Directions: Scan the data for lines with "street" and report the count by itself.

Material provided:
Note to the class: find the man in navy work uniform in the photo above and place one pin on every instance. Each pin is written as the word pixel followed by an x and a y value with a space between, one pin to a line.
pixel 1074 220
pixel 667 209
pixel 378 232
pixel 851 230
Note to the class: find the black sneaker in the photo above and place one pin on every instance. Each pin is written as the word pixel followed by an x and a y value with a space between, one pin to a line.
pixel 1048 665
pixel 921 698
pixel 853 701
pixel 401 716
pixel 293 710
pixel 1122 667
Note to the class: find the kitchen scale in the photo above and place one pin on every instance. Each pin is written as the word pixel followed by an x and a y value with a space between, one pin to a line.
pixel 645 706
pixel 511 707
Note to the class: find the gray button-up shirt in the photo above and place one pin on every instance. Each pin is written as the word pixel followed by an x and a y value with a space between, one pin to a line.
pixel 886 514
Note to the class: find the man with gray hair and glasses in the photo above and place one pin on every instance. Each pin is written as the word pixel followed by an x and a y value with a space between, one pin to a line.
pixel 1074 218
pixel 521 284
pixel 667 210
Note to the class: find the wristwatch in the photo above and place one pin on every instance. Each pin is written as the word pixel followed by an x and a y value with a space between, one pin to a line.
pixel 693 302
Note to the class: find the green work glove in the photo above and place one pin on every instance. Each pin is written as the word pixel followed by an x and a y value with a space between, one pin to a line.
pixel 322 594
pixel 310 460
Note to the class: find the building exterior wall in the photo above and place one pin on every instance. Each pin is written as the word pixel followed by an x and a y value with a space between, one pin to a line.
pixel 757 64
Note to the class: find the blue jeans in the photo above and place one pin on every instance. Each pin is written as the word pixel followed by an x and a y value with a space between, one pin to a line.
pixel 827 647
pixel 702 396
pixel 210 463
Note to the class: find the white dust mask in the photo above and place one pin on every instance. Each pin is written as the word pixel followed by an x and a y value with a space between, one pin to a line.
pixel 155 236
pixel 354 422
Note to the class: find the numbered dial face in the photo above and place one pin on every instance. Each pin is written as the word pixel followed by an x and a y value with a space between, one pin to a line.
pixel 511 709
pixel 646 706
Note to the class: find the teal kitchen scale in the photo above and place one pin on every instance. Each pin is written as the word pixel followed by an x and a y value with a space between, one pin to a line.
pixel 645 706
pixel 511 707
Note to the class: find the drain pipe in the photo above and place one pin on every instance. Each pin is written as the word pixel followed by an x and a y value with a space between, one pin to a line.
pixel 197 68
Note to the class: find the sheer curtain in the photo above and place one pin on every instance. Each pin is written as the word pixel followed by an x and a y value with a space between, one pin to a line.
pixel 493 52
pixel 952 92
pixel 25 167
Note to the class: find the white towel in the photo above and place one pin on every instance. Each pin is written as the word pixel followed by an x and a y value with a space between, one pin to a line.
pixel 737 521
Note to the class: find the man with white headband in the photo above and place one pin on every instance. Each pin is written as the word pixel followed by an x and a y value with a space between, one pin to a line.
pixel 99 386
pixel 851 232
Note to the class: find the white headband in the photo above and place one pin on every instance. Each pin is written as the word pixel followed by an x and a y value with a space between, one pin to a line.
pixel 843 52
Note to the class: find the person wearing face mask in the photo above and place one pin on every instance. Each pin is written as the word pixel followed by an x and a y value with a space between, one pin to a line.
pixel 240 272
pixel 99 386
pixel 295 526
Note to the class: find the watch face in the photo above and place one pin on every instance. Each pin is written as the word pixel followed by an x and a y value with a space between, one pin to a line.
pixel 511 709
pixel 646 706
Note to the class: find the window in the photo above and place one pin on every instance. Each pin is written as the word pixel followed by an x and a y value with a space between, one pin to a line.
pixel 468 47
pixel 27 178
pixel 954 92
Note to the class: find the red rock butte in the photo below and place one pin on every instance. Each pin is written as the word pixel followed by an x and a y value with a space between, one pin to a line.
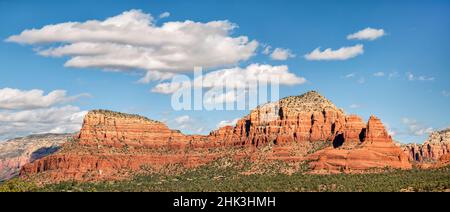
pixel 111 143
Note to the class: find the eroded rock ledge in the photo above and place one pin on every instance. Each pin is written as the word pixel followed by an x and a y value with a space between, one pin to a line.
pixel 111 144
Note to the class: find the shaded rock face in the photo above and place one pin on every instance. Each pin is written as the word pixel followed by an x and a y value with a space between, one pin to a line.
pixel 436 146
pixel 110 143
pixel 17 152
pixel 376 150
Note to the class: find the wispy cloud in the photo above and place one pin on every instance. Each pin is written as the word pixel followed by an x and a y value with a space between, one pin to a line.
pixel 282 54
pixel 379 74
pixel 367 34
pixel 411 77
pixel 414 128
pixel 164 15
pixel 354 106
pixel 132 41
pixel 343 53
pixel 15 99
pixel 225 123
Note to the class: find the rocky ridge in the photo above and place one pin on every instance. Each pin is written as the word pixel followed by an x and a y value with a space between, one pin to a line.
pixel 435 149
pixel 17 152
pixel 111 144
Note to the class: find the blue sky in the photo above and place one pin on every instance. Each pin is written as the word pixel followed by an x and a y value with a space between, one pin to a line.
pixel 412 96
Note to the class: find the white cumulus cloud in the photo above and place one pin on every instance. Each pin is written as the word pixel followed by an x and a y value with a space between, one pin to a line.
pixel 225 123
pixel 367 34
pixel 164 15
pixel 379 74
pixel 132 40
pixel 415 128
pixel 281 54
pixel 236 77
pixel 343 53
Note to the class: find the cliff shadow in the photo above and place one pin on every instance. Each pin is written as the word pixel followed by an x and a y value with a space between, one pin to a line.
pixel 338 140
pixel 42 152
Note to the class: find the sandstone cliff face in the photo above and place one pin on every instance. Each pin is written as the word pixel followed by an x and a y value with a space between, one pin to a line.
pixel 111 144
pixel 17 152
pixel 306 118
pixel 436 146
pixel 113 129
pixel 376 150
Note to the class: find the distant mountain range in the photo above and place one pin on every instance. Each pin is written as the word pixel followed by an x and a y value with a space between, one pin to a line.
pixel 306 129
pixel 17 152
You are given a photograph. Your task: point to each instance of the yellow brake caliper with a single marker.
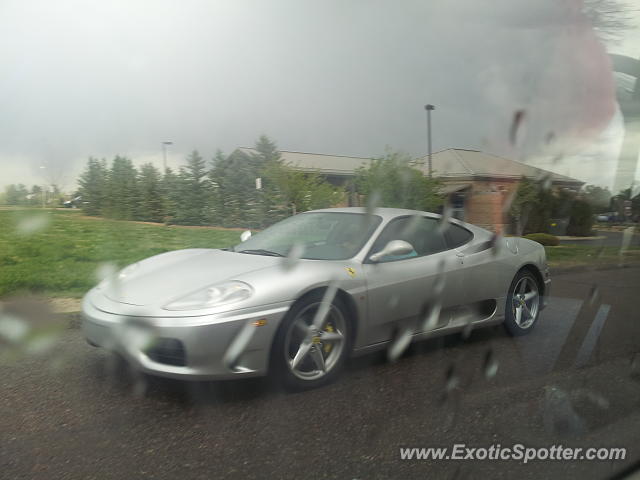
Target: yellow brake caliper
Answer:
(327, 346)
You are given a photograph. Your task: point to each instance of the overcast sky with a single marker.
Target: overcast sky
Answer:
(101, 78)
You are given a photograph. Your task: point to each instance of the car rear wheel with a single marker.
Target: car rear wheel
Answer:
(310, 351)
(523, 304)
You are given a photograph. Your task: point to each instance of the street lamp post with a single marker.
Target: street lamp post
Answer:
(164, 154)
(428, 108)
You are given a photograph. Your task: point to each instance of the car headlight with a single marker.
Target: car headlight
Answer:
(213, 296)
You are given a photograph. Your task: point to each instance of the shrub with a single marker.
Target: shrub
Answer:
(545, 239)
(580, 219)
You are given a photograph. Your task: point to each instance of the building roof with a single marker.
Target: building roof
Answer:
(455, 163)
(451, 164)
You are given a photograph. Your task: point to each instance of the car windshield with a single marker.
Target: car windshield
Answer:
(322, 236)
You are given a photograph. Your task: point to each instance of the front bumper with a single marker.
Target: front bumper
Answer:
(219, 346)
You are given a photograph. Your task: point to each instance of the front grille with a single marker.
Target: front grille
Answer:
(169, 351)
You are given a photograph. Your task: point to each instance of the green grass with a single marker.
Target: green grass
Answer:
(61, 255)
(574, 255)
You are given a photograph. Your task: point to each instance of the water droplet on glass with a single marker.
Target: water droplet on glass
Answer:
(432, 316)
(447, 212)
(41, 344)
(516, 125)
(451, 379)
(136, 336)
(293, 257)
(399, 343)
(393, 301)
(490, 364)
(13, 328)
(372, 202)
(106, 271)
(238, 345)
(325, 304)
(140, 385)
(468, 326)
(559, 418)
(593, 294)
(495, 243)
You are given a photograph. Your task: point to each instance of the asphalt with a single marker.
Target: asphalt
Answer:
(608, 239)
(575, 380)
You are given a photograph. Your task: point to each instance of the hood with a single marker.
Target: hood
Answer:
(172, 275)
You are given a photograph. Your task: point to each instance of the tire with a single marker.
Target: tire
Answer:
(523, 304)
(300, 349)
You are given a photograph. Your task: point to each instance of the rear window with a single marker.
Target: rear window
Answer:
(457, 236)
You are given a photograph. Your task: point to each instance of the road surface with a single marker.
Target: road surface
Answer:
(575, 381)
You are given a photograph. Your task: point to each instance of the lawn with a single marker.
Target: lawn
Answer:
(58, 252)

Output for this task: 2